Copy out exactly each line from the line with "Exercise. Tag every instance of the red canoe with white" through the last line of the material below.

Start of Provided entries

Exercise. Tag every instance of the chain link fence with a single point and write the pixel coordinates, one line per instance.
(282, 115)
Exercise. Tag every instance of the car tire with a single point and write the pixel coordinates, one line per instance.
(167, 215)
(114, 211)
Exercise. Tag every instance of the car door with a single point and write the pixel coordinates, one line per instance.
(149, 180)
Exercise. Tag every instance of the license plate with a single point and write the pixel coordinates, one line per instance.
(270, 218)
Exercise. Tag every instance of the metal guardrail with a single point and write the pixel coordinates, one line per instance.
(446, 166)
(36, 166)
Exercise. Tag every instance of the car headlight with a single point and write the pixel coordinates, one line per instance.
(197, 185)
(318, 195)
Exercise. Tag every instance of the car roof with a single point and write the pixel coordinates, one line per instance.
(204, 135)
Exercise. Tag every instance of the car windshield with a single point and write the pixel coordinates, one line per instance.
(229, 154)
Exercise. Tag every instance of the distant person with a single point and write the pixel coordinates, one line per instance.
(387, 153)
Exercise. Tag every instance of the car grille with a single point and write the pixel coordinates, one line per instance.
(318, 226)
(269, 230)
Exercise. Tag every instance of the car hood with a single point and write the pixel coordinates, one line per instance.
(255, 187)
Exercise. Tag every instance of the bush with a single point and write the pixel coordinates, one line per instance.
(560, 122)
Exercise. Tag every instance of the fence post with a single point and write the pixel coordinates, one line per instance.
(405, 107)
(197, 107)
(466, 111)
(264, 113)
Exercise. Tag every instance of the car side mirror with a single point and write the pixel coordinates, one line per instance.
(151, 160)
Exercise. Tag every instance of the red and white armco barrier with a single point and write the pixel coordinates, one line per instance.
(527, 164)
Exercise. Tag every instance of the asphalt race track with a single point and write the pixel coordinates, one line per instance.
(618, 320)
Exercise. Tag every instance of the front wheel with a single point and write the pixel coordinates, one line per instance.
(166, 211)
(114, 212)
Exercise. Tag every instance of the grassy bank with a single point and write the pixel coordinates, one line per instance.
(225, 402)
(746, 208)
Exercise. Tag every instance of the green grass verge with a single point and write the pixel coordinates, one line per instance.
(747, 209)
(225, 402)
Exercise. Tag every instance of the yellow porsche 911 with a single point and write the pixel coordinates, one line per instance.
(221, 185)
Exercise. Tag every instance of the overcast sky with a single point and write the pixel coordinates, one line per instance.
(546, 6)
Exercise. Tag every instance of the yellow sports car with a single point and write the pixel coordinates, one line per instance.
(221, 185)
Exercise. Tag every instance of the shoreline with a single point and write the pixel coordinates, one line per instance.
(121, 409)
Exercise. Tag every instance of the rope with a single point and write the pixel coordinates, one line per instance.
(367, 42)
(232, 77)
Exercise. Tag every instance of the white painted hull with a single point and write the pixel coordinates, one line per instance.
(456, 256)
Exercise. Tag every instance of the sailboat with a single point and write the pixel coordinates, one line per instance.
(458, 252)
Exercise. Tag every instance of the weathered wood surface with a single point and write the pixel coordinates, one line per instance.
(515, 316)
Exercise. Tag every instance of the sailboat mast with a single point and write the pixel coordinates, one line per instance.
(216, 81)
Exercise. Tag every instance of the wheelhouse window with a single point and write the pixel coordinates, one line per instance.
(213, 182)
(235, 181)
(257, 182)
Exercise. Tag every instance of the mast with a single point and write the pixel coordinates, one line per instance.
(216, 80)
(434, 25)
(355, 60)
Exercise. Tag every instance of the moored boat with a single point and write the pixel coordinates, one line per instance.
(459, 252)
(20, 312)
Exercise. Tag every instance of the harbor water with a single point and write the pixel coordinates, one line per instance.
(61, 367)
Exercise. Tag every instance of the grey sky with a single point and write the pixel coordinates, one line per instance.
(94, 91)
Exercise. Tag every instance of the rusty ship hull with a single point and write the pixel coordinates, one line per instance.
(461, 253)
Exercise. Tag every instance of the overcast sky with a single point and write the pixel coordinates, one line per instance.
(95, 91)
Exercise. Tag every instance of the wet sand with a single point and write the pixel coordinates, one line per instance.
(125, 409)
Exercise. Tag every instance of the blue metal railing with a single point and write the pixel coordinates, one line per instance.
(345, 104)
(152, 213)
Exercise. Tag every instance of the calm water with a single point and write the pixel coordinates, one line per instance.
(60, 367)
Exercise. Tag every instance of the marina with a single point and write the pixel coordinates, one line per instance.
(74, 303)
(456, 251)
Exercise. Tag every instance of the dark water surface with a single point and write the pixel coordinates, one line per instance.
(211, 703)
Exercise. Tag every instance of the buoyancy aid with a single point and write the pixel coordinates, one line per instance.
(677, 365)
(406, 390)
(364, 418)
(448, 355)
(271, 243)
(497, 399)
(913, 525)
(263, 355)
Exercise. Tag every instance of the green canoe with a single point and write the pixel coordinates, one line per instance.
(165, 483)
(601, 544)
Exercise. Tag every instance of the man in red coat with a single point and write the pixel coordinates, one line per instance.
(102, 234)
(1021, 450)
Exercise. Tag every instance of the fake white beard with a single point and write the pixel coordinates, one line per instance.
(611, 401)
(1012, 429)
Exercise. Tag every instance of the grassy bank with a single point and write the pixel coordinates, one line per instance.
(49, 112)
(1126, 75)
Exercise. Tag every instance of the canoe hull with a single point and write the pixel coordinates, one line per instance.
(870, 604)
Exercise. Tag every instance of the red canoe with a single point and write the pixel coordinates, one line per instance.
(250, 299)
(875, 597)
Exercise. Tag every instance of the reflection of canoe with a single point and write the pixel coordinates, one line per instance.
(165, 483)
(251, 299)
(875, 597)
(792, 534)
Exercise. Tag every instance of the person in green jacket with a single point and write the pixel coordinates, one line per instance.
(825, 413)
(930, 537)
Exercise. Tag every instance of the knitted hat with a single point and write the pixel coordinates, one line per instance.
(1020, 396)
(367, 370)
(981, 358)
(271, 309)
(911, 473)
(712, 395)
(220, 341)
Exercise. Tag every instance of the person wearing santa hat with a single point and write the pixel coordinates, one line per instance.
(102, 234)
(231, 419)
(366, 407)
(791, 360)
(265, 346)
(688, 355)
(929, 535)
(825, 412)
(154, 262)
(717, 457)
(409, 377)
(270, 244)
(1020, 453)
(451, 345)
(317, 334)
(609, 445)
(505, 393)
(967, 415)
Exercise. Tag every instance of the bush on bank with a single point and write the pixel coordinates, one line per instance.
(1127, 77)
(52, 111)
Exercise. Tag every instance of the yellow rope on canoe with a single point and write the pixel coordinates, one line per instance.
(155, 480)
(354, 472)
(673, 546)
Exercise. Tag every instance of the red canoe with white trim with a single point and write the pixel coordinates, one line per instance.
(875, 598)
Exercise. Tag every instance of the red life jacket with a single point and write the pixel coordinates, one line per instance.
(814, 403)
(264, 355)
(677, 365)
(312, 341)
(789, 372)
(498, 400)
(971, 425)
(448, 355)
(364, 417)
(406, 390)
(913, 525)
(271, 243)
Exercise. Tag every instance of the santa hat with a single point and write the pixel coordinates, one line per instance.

End of Provided entries

[Task result]
Exercise. Tag every instance of the red canoe with white trim with a single point and write the pixel coordinates, one line per instance.
(875, 598)
Exercise. Tag every instance of the red life jacket with a single point and write the pixel coordinates, one line per instance.
(814, 403)
(264, 355)
(677, 365)
(312, 341)
(789, 372)
(498, 400)
(971, 425)
(448, 355)
(364, 417)
(406, 390)
(913, 525)
(271, 243)
Exercise. Tag every instance of the santa hat with a single point and write the pixel coordinates, one line per instance.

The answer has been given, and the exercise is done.